* [Consigne A]:
Répondez à ces questions sur le texte consacré à Abélard et ses moines :
(i) Quel contemporain d'Abélard a réuni à Fontevrault des femmes de prêtres répudiées et errantes ?
(ii) Qui a fait main basse sur le foncier de l'abbaye ?
(iii) D'après la citation, à quoi les moines cherchaient-ils à contraindre Abélard ?
* [Consigne B]:
Traduisez en anglais cette phrase du texte sur Abélard et ses moines : « Mais Abélard ne dispose plus des revenus du monastère puisque le seigneur local a fait main basse sur le foncier de l'abbaye. »
* [Consigne C]:
Reprenez le texte sur Abélard et ses moines à la suite de sa dernière phrase.

* [Texte de lecture]:
Abélard et ses moines

On comprend que les moines de Saint-Gildas ne veuillent pas abandonner femmes et enfants et qu'au contraire ils réclament de leur abbé de quoi nourrir leur famille. Que deviendraient ces femmes et ces enfants abandonnés ? Où iraient-ils ? On sait comment un contemporain d'Abélard, Robert d'Arbrissel, a pris en pitié certaines de ces femmes de prêtres répudiées et errantes pour les  réunir à Fontevrault. Mais Abélard ne dispose plus des revenus du monastère puisque le seigneur local a fait main basse sur le foncier de l'abbaye.
"Les moines m'obsédaient pour leurs besoins journaliers, car la communauté ne possédait rien que je pusse distribuer, et chacun prenait sur sa bourse pour se soutenir lui et sa concubine, et ses fils et ses filles. Non seulement ils se faisaient un plaisir de me tourmenter ainsi, mais ils volaient et emportaient tout ce qu'ils pouvaient prendre, pour me créer des embarras dans mon administration, et me forcer ainsi, soit à relâcher les règles de la discipline, soit à me retirer tout à fait."

* [Données fournies]:

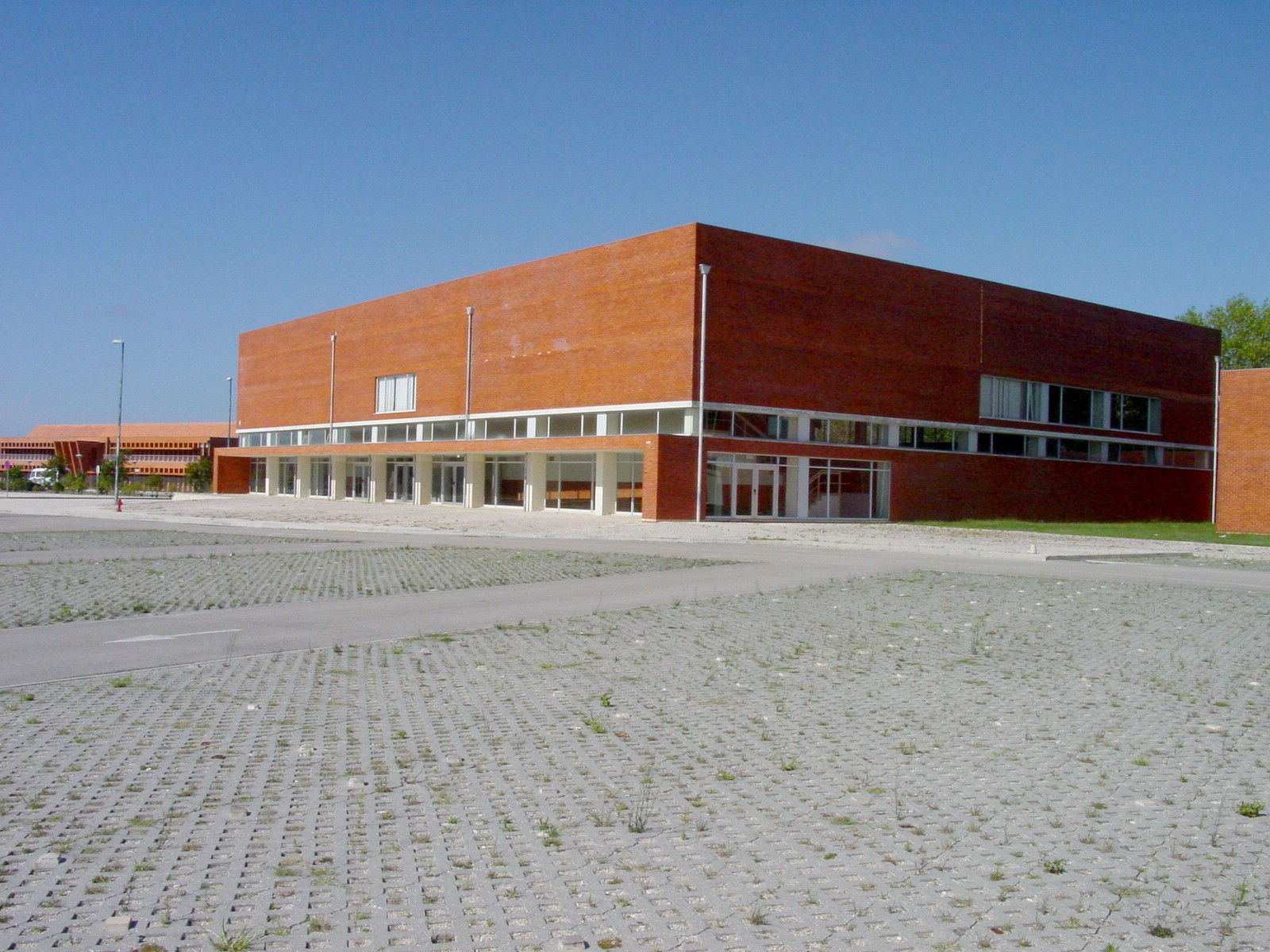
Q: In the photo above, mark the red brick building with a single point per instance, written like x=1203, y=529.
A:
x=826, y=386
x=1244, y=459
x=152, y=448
...
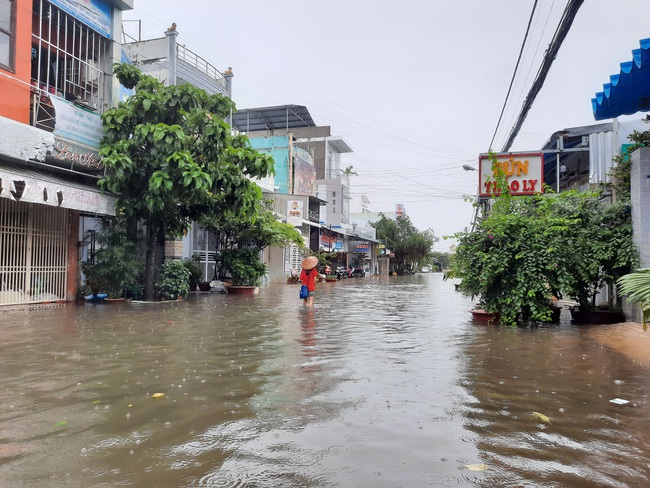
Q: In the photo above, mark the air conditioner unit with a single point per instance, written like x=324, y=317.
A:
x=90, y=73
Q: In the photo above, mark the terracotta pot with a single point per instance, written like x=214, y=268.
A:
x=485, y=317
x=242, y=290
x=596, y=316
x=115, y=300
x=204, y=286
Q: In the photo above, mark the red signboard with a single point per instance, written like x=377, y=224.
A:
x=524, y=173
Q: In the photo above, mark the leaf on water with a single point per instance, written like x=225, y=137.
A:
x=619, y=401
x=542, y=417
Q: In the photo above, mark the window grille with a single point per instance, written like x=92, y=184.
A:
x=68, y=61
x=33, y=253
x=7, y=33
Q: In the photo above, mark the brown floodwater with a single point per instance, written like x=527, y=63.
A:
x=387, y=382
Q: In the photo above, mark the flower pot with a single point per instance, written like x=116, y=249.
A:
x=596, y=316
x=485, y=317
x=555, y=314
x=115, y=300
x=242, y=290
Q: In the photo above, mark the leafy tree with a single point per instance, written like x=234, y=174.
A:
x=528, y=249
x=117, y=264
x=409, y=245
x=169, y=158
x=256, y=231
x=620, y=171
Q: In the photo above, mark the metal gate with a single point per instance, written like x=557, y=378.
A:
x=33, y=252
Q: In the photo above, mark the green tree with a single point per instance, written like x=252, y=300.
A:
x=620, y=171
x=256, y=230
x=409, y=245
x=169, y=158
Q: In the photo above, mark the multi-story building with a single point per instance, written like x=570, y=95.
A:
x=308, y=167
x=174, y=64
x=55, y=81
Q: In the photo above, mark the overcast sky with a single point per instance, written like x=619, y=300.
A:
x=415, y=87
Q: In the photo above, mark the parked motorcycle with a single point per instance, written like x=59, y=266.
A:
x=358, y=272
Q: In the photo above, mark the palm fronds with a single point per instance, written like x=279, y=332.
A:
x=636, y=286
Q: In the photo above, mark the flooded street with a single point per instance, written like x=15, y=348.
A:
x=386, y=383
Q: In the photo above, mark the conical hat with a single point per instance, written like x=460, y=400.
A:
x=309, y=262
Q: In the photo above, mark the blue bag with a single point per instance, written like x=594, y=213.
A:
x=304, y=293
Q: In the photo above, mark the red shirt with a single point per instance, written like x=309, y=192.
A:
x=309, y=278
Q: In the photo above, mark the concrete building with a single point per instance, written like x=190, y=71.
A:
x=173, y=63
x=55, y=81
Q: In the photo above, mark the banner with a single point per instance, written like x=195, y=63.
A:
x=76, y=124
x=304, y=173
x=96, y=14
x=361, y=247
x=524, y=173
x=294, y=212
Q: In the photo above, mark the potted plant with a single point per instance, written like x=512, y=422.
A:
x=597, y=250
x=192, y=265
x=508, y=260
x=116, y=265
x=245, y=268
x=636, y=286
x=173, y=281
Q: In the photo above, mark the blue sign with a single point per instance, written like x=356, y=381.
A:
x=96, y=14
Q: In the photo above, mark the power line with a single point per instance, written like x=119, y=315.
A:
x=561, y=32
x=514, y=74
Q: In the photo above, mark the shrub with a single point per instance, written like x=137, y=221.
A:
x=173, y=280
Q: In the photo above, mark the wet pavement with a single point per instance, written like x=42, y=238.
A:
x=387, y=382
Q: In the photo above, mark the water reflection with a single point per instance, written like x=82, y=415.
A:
==
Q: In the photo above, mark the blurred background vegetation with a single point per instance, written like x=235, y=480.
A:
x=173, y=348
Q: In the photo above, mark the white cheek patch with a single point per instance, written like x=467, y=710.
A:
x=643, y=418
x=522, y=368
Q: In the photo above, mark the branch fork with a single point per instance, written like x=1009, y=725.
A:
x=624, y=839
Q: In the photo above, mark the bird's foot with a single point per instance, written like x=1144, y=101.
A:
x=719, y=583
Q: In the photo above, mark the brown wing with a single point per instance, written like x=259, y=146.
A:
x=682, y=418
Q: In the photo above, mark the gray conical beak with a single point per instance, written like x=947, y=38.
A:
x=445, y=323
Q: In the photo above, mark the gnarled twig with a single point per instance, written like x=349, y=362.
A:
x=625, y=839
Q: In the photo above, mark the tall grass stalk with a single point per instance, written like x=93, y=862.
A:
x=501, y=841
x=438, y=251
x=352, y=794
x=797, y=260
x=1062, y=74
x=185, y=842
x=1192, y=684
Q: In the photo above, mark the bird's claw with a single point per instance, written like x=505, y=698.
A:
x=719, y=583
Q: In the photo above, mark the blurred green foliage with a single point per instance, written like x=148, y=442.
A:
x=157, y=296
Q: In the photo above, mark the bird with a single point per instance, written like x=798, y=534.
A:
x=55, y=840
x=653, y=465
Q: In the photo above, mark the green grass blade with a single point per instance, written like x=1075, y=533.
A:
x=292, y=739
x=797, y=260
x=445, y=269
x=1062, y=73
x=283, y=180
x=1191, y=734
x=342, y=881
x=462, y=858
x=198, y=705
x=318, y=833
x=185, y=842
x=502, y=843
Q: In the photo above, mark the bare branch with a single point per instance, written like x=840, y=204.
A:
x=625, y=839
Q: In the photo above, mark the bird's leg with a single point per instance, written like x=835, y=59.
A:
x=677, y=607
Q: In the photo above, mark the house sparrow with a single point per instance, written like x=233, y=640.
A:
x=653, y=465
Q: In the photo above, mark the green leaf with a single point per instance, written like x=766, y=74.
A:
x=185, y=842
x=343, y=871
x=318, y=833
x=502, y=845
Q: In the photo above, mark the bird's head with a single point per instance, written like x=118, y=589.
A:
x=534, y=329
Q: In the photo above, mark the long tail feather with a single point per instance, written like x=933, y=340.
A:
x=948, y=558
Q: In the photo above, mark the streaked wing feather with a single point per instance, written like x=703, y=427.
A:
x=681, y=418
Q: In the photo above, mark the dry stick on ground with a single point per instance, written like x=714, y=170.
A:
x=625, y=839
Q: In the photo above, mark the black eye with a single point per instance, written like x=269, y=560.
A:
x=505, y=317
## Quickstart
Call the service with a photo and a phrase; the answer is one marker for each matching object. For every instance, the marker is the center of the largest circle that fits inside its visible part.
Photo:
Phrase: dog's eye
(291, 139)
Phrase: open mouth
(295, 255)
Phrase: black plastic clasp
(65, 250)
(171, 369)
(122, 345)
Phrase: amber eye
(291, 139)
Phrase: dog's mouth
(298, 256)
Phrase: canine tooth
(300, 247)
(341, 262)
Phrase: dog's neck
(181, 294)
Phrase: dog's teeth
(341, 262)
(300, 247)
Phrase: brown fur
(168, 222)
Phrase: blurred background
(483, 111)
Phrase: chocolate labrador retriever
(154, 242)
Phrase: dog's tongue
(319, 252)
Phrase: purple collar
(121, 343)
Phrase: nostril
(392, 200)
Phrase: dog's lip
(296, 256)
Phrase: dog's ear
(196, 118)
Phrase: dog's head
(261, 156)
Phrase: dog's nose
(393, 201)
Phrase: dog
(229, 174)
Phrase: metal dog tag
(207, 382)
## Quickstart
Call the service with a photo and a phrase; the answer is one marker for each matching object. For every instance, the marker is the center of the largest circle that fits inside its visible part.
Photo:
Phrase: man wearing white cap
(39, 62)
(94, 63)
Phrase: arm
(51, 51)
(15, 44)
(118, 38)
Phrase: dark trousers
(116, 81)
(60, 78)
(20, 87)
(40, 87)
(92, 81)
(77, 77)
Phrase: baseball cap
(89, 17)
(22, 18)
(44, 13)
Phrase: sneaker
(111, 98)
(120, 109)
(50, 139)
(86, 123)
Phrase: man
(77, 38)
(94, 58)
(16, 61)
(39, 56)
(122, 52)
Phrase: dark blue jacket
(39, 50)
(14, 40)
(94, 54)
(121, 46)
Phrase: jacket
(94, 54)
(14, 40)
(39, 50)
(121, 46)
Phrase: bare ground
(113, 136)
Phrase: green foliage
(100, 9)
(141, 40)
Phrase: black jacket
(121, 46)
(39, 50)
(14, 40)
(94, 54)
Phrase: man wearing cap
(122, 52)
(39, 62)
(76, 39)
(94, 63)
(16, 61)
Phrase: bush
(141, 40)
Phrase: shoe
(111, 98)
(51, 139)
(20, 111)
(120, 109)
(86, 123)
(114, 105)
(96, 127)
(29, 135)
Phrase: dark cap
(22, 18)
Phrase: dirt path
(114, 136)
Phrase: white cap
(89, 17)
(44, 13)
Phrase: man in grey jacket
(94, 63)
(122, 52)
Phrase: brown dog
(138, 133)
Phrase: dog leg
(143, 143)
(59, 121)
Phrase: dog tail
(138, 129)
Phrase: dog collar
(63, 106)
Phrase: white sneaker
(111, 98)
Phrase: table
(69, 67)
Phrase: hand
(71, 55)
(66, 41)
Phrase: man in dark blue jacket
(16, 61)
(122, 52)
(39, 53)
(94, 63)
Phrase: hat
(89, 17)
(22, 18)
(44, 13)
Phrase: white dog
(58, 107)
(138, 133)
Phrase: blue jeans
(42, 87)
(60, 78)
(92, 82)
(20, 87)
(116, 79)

* [Corrigé A]:
(i) Robert d'Arbrissel.
(ii) Le seigneur local.
(iii) Soit à relâcher les règles de la discipline, soit à se retirer tout à fait.

* [Corrigé B]:
But Abélard no longer has the monastery's revenues at his disposal, since the local lord has seized the abbey's landholdings.

* [Corrigé C]:
Bien loin de trouver le dialogue avec ses moines, c'est pour Abélard à l'intérieur du monastère la lutte sans merci. Il se sent perpétuellement exposé à leurs embûches. Une fois au moins les moines tentent de se débarrasser de leur père abbé en versant du poison dans le calice de la messe. On peut noter à cette occasion, grâce à la mention du poison dans le calice, "veneno scilicet calici immisso", qu'il est désormais prêtre; cela sans doute au moins depuis qu'il a été élu abbé.

Une scène non moins étonnante se déroule à Nantes où Abélard est venu visiter le comte Conan III qui est malade. Un serviteur de la suite d'Abélard a reçu mission de ses frères d'empoisonner l'abbé au cours du repas. Mais c'est un moine qui, par ignorance,  mange  la nourriture empoisonnée destinée à Abélard et meurt sur le champ. Le serviteur criminel, épouvanté, s'enfuit !
Si un petit groupe de moines est fidèle à Abélard, qui s'est réfugié dans les dépendances de l'abbaye, un autre groupe lui tend des guet-apens dès qu'il sort de l'abbaye en postant, à prix d'argent, des brigands chargés de le tuer.


Sainte-Marie au transtevere- XIIème -Rome
A gauche Innocent II

A bout de ressources, Abélard en appelle à l'autorité d'Innocent II qui dépêche un légat, l'évêque Geoffroi de Chartres, pour excommunier les plus récalcitrants. Rien n'y fait, le calme ne revient pas à Saint-Gildas. Eternel persécuté, Abélard n'a de cesse de s'apitoyer sur son propre sort.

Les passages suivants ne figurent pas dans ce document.